Can you render all of the data below as a Markdown table with the columns Row and Line, giving each line its own numbered row? Skip blank lines and leave the pictures out.

======== Material to process

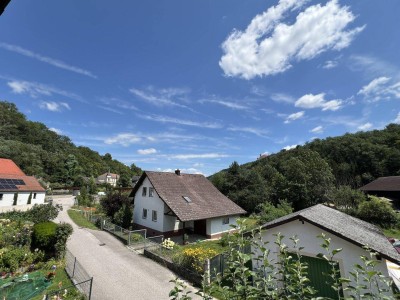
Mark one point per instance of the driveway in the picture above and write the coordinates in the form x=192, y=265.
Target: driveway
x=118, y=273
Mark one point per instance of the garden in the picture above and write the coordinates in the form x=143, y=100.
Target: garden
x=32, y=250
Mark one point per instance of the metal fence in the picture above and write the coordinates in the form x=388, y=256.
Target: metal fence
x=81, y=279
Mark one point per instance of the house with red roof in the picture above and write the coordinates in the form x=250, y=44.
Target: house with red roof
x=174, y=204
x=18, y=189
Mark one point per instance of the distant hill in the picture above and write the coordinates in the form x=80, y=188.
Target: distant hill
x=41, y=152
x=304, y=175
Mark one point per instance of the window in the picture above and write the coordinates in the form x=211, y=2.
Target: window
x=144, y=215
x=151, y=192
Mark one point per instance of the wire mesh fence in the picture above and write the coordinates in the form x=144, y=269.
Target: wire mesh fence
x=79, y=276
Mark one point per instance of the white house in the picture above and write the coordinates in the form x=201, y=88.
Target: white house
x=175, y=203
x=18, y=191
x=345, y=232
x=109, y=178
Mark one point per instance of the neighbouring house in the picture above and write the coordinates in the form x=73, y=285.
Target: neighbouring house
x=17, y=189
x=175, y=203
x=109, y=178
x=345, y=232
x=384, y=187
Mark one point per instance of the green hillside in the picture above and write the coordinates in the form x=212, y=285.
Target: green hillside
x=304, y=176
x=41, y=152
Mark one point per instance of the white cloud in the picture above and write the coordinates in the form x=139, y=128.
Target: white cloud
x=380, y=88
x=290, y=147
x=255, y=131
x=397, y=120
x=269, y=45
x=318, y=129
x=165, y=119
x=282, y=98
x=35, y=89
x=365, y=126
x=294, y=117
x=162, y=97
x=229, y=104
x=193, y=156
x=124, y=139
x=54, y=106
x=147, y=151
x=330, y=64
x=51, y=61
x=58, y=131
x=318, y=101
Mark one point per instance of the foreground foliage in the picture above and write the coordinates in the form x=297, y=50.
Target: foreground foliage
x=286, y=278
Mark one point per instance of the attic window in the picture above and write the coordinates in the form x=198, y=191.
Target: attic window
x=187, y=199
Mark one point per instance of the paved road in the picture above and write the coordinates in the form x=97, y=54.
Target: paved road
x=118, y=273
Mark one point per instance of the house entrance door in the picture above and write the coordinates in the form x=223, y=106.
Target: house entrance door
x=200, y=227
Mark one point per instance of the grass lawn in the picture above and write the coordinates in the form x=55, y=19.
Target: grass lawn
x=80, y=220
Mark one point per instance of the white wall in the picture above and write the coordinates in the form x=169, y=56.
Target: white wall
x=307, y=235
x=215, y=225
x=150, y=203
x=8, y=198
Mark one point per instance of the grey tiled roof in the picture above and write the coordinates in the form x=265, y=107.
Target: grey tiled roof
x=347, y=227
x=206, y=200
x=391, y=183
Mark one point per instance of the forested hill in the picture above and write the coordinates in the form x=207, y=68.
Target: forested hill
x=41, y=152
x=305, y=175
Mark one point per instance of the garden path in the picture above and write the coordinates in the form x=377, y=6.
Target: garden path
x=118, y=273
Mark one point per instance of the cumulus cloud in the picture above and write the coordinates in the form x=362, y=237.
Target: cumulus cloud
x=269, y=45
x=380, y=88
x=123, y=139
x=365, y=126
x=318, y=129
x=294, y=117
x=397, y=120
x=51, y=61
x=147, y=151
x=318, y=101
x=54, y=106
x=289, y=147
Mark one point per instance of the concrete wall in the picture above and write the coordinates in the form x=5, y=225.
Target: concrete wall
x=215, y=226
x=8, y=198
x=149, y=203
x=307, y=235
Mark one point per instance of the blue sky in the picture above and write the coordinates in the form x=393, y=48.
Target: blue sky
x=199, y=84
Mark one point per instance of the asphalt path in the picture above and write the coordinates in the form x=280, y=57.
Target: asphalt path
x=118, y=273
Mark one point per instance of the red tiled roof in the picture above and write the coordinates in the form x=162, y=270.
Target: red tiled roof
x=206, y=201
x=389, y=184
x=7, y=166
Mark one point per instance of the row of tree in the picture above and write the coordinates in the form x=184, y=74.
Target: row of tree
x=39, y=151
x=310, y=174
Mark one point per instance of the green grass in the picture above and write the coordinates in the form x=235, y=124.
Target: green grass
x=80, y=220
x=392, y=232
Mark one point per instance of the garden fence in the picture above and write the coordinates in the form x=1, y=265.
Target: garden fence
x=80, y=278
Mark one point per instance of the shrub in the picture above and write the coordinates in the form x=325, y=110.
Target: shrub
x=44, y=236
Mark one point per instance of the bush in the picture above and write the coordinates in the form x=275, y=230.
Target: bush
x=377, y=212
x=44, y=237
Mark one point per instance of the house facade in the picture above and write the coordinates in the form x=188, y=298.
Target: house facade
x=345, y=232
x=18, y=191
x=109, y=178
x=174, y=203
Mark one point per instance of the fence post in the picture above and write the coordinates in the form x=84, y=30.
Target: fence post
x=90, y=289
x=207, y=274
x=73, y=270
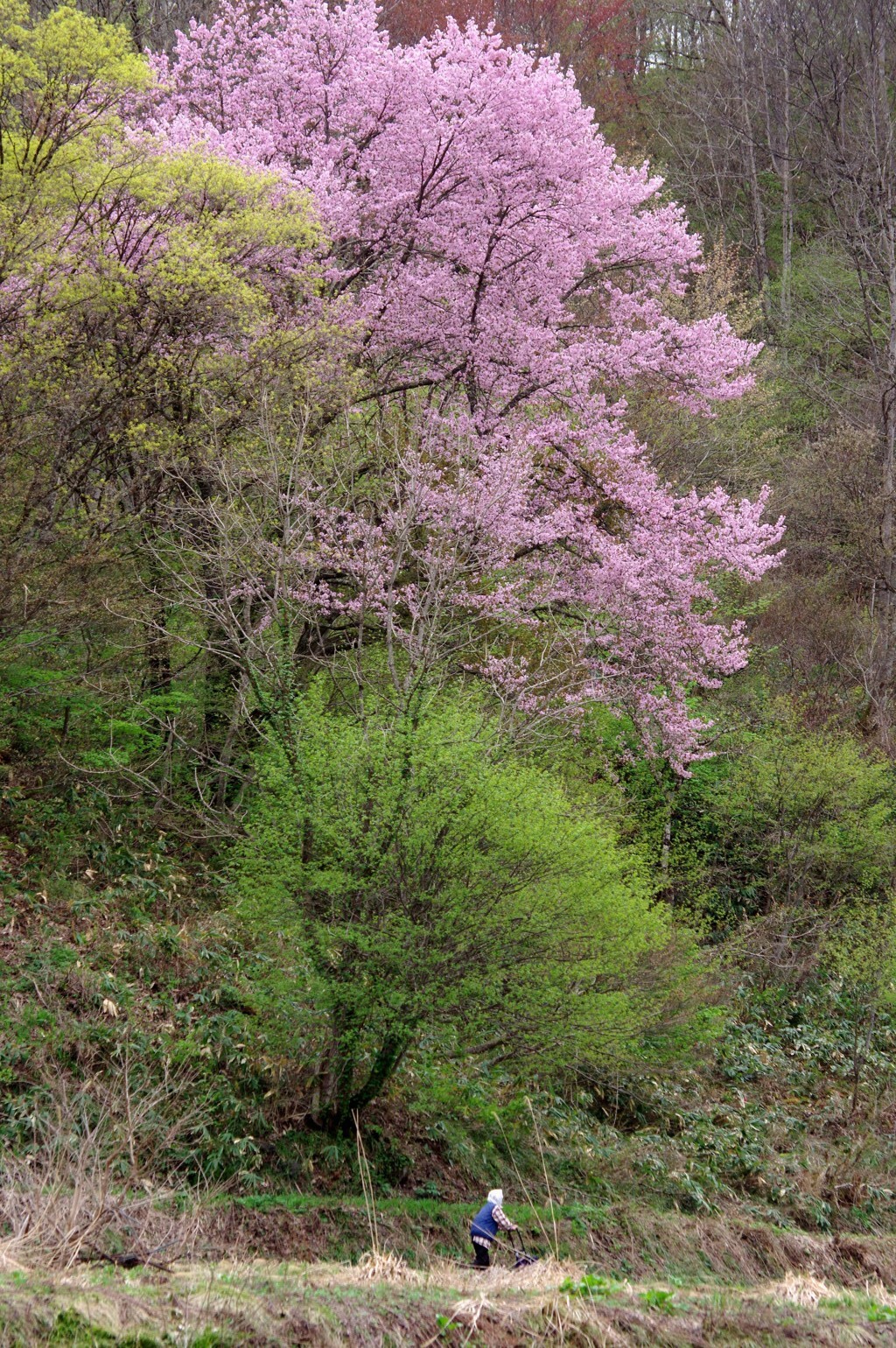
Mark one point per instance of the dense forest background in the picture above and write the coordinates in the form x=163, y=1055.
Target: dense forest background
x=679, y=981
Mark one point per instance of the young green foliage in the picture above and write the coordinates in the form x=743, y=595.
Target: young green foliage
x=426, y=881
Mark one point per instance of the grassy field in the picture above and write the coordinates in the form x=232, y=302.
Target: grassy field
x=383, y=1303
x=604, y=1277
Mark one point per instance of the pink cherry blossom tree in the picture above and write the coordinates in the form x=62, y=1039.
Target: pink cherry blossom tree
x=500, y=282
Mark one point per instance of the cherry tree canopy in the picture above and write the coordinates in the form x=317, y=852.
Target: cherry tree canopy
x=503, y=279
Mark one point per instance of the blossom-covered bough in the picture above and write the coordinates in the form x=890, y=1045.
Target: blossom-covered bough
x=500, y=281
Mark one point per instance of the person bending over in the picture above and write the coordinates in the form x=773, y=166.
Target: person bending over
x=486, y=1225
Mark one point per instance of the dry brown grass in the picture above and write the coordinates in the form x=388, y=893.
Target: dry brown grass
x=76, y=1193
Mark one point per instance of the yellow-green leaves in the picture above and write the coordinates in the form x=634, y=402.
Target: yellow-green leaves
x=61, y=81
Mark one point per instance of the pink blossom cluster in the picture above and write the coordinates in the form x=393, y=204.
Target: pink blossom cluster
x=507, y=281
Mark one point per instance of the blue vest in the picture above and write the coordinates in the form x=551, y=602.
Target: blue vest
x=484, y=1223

================

**Answer to the problem**
| Row | Line |
|---|---|
| 1 | Mark one point per instance of the driveway in the picture above and write the coordinates in the form x=192, y=265. |
| 2 | Target: driveway |
| 3 | x=118, y=273 |
| 4 | Mark one point per instance of the garden in the picture above and write the coordinates in the form x=143, y=100. |
| 5 | Target: garden |
| 6 | x=32, y=250 |
| 7 | Mark one point per instance of the metal fence in the picture above and write the coordinates in the form x=388, y=256. |
| 8 | Target: metal fence |
| 9 | x=81, y=279 |
| 10 | Mark one point per instance of the house with red roof in the picture above and write the coordinates in the form x=250, y=44. |
| 11 | Target: house with red roof |
| 12 | x=174, y=204 |
| 13 | x=18, y=189 |
| 14 | Mark one point per instance of the distant hill in the picture above and write the coordinates in the form x=80, y=188. |
| 15 | Target: distant hill |
| 16 | x=41, y=152 |
| 17 | x=304, y=175 |
| 18 | Mark one point per instance of the window in the picture above and write the coordinates in the form x=211, y=2. |
| 19 | Target: window |
| 20 | x=144, y=215 |
| 21 | x=151, y=192 |
| 22 | Mark one point per instance of the wire mesh fence in the picture above and write the coordinates in the form x=144, y=269. |
| 23 | Target: wire mesh fence |
| 24 | x=79, y=276 |
| 25 | Mark one point per instance of the white house in the picture above and write the coordinates in the form x=201, y=88. |
| 26 | Target: white house |
| 27 | x=175, y=203 |
| 28 | x=18, y=191 |
| 29 | x=345, y=232 |
| 30 | x=109, y=178 |
| 31 | Mark one point per instance of the neighbouring house in the picture above and write the coordinates in the form x=73, y=285. |
| 32 | Target: neighbouring house |
| 33 | x=17, y=189 |
| 34 | x=175, y=203 |
| 35 | x=109, y=178 |
| 36 | x=345, y=232 |
| 37 | x=384, y=187 |
| 38 | Mark one point per instance of the green hillside in the picture above and write the coordinates in the form x=212, y=285. |
| 39 | Target: green hillside |
| 40 | x=304, y=176 |
| 41 | x=41, y=152 |
| 42 | Mark one point per instance of the white cloud in the picture above and write the coordinates in the form x=139, y=128. |
| 43 | Target: white cloud |
| 44 | x=380, y=88 |
| 45 | x=290, y=147 |
| 46 | x=255, y=131 |
| 47 | x=397, y=120 |
| 48 | x=269, y=45 |
| 49 | x=318, y=129 |
| 50 | x=165, y=119 |
| 51 | x=282, y=98 |
| 52 | x=35, y=89 |
| 53 | x=365, y=126 |
| 54 | x=294, y=117 |
| 55 | x=162, y=97 |
| 56 | x=229, y=104 |
| 57 | x=193, y=156 |
| 58 | x=124, y=139 |
| 59 | x=54, y=106 |
| 60 | x=147, y=151 |
| 61 | x=330, y=64 |
| 62 | x=51, y=61 |
| 63 | x=58, y=131 |
| 64 | x=318, y=101 |
| 65 | Mark one point per instance of the foreground foliage in the picture above and write the coordinates in the form x=297, y=50. |
| 66 | Target: foreground foliage |
| 67 | x=286, y=278 |
| 68 | Mark one point per instance of the attic window in the picture above and write the coordinates in the form x=198, y=191. |
| 69 | Target: attic window |
| 70 | x=187, y=199 |
| 71 | Mark one point per instance of the paved road in the picture above and write the coordinates in the form x=97, y=54. |
| 72 | Target: paved road |
| 73 | x=118, y=273 |
| 74 | Mark one point per instance of the house entrance door in the picture above and write the coordinates in the form x=223, y=106. |
| 75 | Target: house entrance door |
| 76 | x=200, y=227 |
| 77 | Mark one point per instance of the grass lawn in the picture above and write the coordinates in the form x=55, y=19. |
| 78 | Target: grass lawn |
| 79 | x=80, y=220 |
| 80 | Mark one point per instance of the white wall in the picture above and write the coordinates in the form x=169, y=56. |
| 81 | Target: white wall |
| 82 | x=307, y=235 |
| 83 | x=215, y=225 |
| 84 | x=150, y=203 |
| 85 | x=8, y=198 |
| 86 | Mark one point per instance of the grey tiled roof in the picture above and write the coordinates in the form x=265, y=107. |
| 87 | Target: grey tiled roof |
| 88 | x=347, y=227 |
| 89 | x=206, y=200 |
| 90 | x=391, y=183 |
| 91 | Mark one point per instance of the forested hill in the picture above and write the coordinates in the form x=207, y=68. |
| 92 | Target: forested hill |
| 93 | x=41, y=152 |
| 94 | x=305, y=175 |
| 95 | Mark one point per instance of the garden path in the picture above and write the coordinates in the form x=377, y=6. |
| 96 | Target: garden path |
| 97 | x=118, y=273 |
| 98 | Mark one point per instance of the cumulus cloud in the picture above and write the coordinates in the form x=362, y=237. |
| 99 | Target: cumulus cloud |
| 100 | x=269, y=45 |
| 101 | x=380, y=88 |
| 102 | x=123, y=139 |
| 103 | x=365, y=126 |
| 104 | x=318, y=129 |
| 105 | x=294, y=117 |
| 106 | x=397, y=120 |
| 107 | x=51, y=61 |
| 108 | x=147, y=151 |
| 109 | x=318, y=101 |
| 110 | x=54, y=106 |
| 111 | x=289, y=147 |
| 112 | Mark one point per instance of the concrete wall in the picture above and write the coordinates in the form x=5, y=225. |
| 113 | Target: concrete wall |
| 114 | x=215, y=226 |
| 115 | x=8, y=198 |
| 116 | x=149, y=203 |
| 117 | x=307, y=235 |
| 118 | Mark one point per instance of the blue sky in the picture above and write the coordinates in the form x=393, y=48. |
| 119 | Target: blue sky |
| 120 | x=199, y=84 |
| 121 | Mark one point per instance of the asphalt path in the picture above and write the coordinates in the form x=280, y=57. |
| 122 | Target: asphalt path |
| 123 | x=118, y=273 |
| 124 | Mark one point per instance of the red tiled roof in the picture above and write the coordinates in the form x=162, y=270. |
| 125 | Target: red tiled roof |
| 126 | x=206, y=201 |
| 127 | x=389, y=184 |
| 128 | x=7, y=166 |
| 129 | Mark one point per instance of the row of tree in the picture above and write the coordinates in the form x=184, y=74. |
| 130 | Target: row of tree |
| 131 | x=39, y=151 |
| 132 | x=310, y=174 |
| 133 | Mark one point per instance of the green grass in the picture above and write the coordinates in the form x=235, y=124. |
| 134 | Target: green grass |
| 135 | x=80, y=220 |
| 136 | x=392, y=232 |
| 137 | Mark one point per instance of the garden fence in the picture above and write the coordinates in the form x=1, y=265. |
| 138 | Target: garden fence |
| 139 | x=80, y=278 |
| 140 | Mark one point per instance of the shrub in the picture above and write the coordinates in the form x=325, y=110. |
| 141 | Target: shrub |
| 142 | x=44, y=236 |
| 143 | Mark one point per instance of the bush in the picture above and write the coordinates in the form x=275, y=230. |
| 144 | Target: bush |
| 145 | x=377, y=212 |
| 146 | x=44, y=237 |
| 147 | Mark one point per instance of the house facade in the picture above and write the coordinates in the form x=188, y=298. |
| 148 | Target: house facade |
| 149 | x=345, y=232 |
| 150 | x=18, y=191 |
| 151 | x=109, y=178 |
| 152 | x=174, y=203 |
| 153 | Mark one point per instance of the fence post in the picture above and write the coordinates in the form x=84, y=30. |
| 154 | Target: fence post |
| 155 | x=90, y=289 |
| 156 | x=207, y=274 |
| 157 | x=73, y=270 |
| 158 | Mark one point per instance of the dense forest background in the picture above and write the coordinates in the form x=163, y=1055. |
| 159 | Target: dense forest background |
| 160 | x=679, y=981 |
| 161 | Mark one point per instance of the young green foliage in the picture above and write the coordinates in the form x=743, y=595. |
| 162 | Target: young green foliage |
| 163 | x=426, y=881 |
| 164 | Mark one point per instance of the grassy field in the picture above and write the coordinates in the form x=232, y=302. |
| 165 | Target: grassy field |
| 166 | x=383, y=1303 |
| 167 | x=604, y=1277 |
| 168 | Mark one point per instance of the pink cherry blossom tree in the picture above and write the coordinates in the form x=62, y=1039. |
| 169 | Target: pink cherry blossom tree |
| 170 | x=500, y=282 |
| 171 | Mark one point per instance of the cherry tree canopy in the picture above and write the coordinates in the form x=317, y=852. |
| 172 | Target: cherry tree canopy |
| 173 | x=503, y=279 |
| 174 | Mark one point per instance of the blossom-covered bough in the picture above and write the coordinates in the form x=890, y=1045. |
| 175 | Target: blossom-covered bough |
| 176 | x=500, y=281 |
| 177 | Mark one point per instance of the person bending over in the picture above and write the coordinates in the form x=773, y=166. |
| 178 | Target: person bending over |
| 179 | x=486, y=1225 |
| 180 | Mark one point per instance of the dry brown grass in the picture above and write the coordinates in the form x=388, y=893. |
| 181 | Target: dry brown grass |
| 182 | x=76, y=1193 |
| 183 | Mark one point per instance of the yellow-green leaves in the picture above and write the coordinates in the form x=634, y=402. |
| 184 | Target: yellow-green leaves |
| 185 | x=61, y=81 |
| 186 | Mark one point per instance of the pink blossom cluster in the picture above and write the coordinates in the form x=393, y=204. |
| 187 | Target: pink blossom cluster |
| 188 | x=507, y=281 |
| 189 | Mark one point per instance of the blue vest in the picture above and write the coordinates in the form x=551, y=602. |
| 190 | Target: blue vest |
| 191 | x=484, y=1223 |